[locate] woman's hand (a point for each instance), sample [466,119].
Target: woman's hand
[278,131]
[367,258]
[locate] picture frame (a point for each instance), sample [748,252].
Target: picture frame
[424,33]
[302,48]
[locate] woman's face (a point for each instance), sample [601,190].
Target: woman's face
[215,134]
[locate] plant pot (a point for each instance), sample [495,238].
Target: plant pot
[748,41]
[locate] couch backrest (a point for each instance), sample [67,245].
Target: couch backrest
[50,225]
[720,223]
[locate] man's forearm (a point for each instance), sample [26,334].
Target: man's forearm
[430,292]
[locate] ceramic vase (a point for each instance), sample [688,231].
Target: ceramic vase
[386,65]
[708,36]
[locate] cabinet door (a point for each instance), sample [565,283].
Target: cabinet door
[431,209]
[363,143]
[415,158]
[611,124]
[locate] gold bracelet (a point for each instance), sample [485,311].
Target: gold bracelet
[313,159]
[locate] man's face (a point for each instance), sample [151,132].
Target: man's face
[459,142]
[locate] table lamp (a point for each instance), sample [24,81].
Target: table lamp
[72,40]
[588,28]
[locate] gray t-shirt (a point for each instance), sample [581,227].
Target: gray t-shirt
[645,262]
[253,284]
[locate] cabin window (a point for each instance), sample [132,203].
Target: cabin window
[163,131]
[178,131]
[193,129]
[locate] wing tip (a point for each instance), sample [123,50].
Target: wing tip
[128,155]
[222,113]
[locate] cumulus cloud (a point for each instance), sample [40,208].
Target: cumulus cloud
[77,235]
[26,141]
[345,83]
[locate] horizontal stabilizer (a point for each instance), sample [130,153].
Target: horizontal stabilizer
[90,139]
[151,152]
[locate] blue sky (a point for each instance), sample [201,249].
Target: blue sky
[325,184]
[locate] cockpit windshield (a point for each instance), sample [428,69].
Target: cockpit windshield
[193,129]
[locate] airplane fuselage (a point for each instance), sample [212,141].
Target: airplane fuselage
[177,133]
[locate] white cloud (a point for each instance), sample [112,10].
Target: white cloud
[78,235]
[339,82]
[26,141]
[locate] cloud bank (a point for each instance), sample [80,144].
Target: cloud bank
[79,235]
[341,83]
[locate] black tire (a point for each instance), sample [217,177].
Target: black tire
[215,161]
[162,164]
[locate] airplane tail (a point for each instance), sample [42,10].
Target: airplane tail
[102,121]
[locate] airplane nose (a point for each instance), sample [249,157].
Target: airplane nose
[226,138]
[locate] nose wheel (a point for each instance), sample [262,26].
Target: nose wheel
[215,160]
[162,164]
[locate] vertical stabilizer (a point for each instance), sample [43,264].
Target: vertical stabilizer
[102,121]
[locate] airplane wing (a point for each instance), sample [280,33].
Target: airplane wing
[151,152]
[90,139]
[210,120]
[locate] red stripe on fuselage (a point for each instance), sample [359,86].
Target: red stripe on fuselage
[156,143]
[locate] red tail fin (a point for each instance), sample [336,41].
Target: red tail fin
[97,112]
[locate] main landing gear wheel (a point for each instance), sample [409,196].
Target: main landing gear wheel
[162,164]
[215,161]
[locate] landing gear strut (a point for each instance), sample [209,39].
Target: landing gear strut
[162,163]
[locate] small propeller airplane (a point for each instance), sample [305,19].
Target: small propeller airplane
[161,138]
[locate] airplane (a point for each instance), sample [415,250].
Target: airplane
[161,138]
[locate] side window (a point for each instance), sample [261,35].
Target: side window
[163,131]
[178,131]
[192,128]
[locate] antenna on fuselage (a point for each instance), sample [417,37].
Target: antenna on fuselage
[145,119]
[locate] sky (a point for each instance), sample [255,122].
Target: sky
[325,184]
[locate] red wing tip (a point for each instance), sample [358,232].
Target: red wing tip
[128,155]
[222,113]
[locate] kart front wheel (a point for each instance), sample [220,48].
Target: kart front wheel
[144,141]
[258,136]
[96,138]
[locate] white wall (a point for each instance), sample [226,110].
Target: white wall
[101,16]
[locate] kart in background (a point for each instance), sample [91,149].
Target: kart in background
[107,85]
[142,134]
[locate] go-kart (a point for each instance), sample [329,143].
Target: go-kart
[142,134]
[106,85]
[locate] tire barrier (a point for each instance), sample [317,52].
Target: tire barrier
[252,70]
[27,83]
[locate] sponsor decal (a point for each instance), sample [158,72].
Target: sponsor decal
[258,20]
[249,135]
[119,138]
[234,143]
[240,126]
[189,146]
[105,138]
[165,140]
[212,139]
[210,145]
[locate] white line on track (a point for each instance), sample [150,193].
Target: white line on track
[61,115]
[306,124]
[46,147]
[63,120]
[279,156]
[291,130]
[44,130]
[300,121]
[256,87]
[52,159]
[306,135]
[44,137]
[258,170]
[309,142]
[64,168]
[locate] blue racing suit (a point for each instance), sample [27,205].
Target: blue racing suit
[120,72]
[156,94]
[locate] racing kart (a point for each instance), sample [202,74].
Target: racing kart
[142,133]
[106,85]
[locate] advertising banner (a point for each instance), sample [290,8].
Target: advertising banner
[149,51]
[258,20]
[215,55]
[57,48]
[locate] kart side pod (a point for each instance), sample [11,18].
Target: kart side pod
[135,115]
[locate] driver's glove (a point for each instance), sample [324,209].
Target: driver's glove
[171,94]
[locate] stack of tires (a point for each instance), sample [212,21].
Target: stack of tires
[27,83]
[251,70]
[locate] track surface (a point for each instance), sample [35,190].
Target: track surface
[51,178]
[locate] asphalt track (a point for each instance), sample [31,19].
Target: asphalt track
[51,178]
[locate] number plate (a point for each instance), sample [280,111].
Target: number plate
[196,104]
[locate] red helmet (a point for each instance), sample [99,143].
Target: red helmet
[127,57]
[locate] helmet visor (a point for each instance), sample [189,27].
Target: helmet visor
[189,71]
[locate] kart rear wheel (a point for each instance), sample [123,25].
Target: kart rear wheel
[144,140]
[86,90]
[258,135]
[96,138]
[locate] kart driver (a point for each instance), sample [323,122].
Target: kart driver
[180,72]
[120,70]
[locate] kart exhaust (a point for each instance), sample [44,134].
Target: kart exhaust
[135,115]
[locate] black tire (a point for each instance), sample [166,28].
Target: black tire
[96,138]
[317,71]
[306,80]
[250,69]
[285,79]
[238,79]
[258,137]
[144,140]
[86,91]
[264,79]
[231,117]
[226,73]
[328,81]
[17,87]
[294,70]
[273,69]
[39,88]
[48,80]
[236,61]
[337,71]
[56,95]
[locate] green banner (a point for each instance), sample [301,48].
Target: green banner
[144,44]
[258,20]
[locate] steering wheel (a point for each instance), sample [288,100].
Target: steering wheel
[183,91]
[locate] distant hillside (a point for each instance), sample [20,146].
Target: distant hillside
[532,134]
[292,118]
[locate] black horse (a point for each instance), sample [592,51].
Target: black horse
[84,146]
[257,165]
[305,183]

** Work instructions **
Copy all of the material word for word.

** Response to the exercise **
[locate] woman's hand (a point for each instance), sample [466,119].
Target: woman's hand
[278,131]
[367,258]
[locate] picture frame (a point for each instance), sample [748,252].
Target: picture frame
[424,33]
[302,48]
[locate] woman's face (a point for each instance), sample [601,190].
Target: woman's face
[215,134]
[locate] plant pot (a point for each instance), sample [495,238].
Target: plant pot
[748,41]
[locate] couch backrest (a point for each instance), sample [67,245].
Target: couch backrest
[50,225]
[720,223]
[locate] man's forearm (a point for each instance), sample [26,334].
Target: man's forearm
[430,292]
[locate] ceramic vase (a point for each instance), sample [688,231].
Target: ceramic vase
[386,65]
[708,36]
[locate] cabinet door (a point for each instance), sample [565,283].
Target: cabinet door
[431,209]
[363,143]
[415,158]
[611,124]
[locate] gold bracelet (a point for each instance), sample [485,311].
Target: gold bracelet
[313,159]
[locate] man's face (a point for each instance), sample [151,132].
Target: man's face
[459,142]
[locate] table lamp (a point for each instance), sample [24,81].
Target: table lamp
[72,40]
[588,28]
[locate] gray t-shirt (a point for each instance), sample [581,227].
Target: gray t-shirt
[645,262]
[253,284]
[locate] cabin window (a point for each instance), sample [132,203].
Target: cabin window
[163,131]
[178,131]
[193,129]
[locate] wing tip (a point for each instance), sample [123,50].
Target: wing tip
[128,155]
[222,113]
[locate] cumulus cloud (a point for each instance), sample [40,208].
Target: cumulus cloud
[77,235]
[26,141]
[345,83]
[locate] horizontal stabilizer (a point for each instance), sample [130,153].
Target: horizontal stabilizer
[90,139]
[151,152]
[locate] blue sky (a point for each instance), sample [201,249].
Target: blue sky
[325,184]
[locate] cockpit windshield (a point for each instance), sample [428,69].
Target: cockpit windshield
[193,129]
[locate] airplane fuselage (a point for each instance), sample [212,141].
Target: airplane fuselage
[177,133]
[locate] white cloud (a point for each instance), sample [112,10].
Target: white cloud
[78,235]
[339,82]
[26,141]
[locate] cloud bank (a point for each instance), sample [80,144].
Target: cloud bank
[79,235]
[341,83]
[locate] black tire (a point for each instance), sample [217,177].
Target: black tire
[215,161]
[162,164]
[locate] airplane tail (a point for each instance), sample [42,10].
Target: airplane tail
[102,121]
[locate] airplane nose (a point for each instance), sample [249,157].
Target: airplane nose
[226,138]
[locate] nose wheel (a point for each instance), sample [262,26].
Target: nose wheel
[215,160]
[162,164]
[locate] vertical stabilizer (a point for each instance), sample [43,264].
Target: vertical stabilizer
[102,121]
[locate] airplane wing (a point for each instance), sample [280,33].
Target: airplane wing
[151,152]
[90,139]
[210,120]
[locate] red stripe on fuselage (a point for each instance), sample [359,86].
Target: red stripe on fuselage
[156,143]
[locate] red tail fin (a point for each instance), sample [336,41].
Target: red tail fin
[97,112]
[locate] main landing gear wheel (a point for each instance), sample [409,196].
Target: main landing gear wheel
[162,164]
[215,161]
[locate] landing gear strut (a point for each instance), sample [209,39].
Target: landing gear strut
[162,163]
[locate] small propeller airplane (a point for each instance), sample [305,19].
Target: small propeller airplane
[161,138]
[locate] airplane (a point for each instance), sample [415,250].
Target: airplane
[161,138]
[locate] side window (a point for each instance), sample [261,35].
Target: side window
[163,131]
[178,131]
[192,128]
[locate] antenna on fuselage (a point for each instance), sample [417,37].
Target: antenna on fuselage
[145,119]
[locate] sky (a point for each instance), sample [255,122].
Target: sky
[325,184]
[locate] red wing tip (a point for each instance), sample [358,232].
Target: red wing tip
[128,155]
[222,113]
[locate] kart front wheel (a point for each instance), sample [220,48].
Target: kart front wheel
[144,141]
[258,136]
[96,138]
[locate] white wall (a point for each instance), sample [226,110].
Target: white wall
[101,16]
[locate] kart in background (a point for each instance), sample [91,149].
Target: kart in background
[107,85]
[142,134]
[locate] go-kart (a point for each instance), sample [329,143].
Target: go-kart
[142,134]
[106,85]
[locate] tire barrier (a point for each instance), sample [317,52].
Target: tire barrier
[252,70]
[27,83]
[locate] sponsor decal (a point for each instance), sample [158,72].
Target: sponsor decal
[258,20]
[249,135]
[119,138]
[234,143]
[240,126]
[189,146]
[105,138]
[165,140]
[212,139]
[210,145]
[locate] white line on track (a point for each instance), sample [150,193].
Target: white line on track
[61,115]
[306,124]
[46,147]
[63,120]
[279,156]
[291,130]
[44,130]
[300,121]
[256,87]
[52,159]
[306,135]
[44,137]
[258,170]
[309,142]
[64,168]
[locate] blue racing suit (a point for each instance), sample [27,205].
Target: blue racing suit
[120,72]
[156,94]
[locate] racing kart (a point for each instance), sample [202,74].
Target: racing kart
[142,133]
[106,85]
[locate] advertising banner (a point for each instance), sample [290,8].
Target: advertising banner
[149,51]
[258,20]
[215,55]
[57,48]
[locate] kart side pod (a point for each instance), sample [11,18].
Target: kart side pod
[135,115]
[locate] driver's glove (a point for each instance), sample [324,209].
Target: driver's glove
[171,94]
[locate] stack of tires (a point for each instance), sample [212,21].
Target: stack of tires
[27,83]
[251,70]
[locate] track surface (a point for each instance), sample [35,190].
Target: track surface
[51,178]
[locate] asphalt track (a point for each instance), sample [31,19].
Target: asphalt track
[51,178]
[locate] number plate (a point for each instance), sample [280,111].
Target: number plate
[196,104]
[locate] red helmet (a point for each instance), sample [99,143].
Target: red helmet
[127,57]
[locate] helmet visor (a point for each instance), sample [189,27].
Target: helmet visor
[189,71]
[locate] kart rear wheel (a point for each instance), sample [123,25].
Target: kart rear wheel
[144,140]
[86,90]
[258,135]
[96,138]
[locate] kart driver (a point for each instance), sample [323,122].
Target: kart driver
[180,72]
[120,70]
[locate] kart exhaust (a point for each instance), sample [44,134].
Target: kart exhaust
[135,115]
[locate] black tire (a point for each instance), sample [166,28].
Target: black tire
[96,138]
[317,71]
[306,80]
[250,69]
[285,79]
[238,79]
[258,137]
[144,140]
[86,91]
[264,79]
[231,117]
[226,73]
[328,81]
[17,87]
[294,70]
[273,69]
[39,88]
[48,80]
[236,61]
[337,71]
[56,95]
[locate] green banner (a point for each instance), sample [301,48].
Target: green banner
[144,44]
[258,20]
[locate] steering wheel (a point for each instance), sample [288,100].
Target: steering wheel
[183,91]
[locate] distant hillside (a point for each instance), sample [20,146].
Target: distant hillside
[532,134]
[292,118]
[locate] black horse (a point for each instance), sample [592,51].
Target: black horse
[84,146]
[257,165]
[305,183]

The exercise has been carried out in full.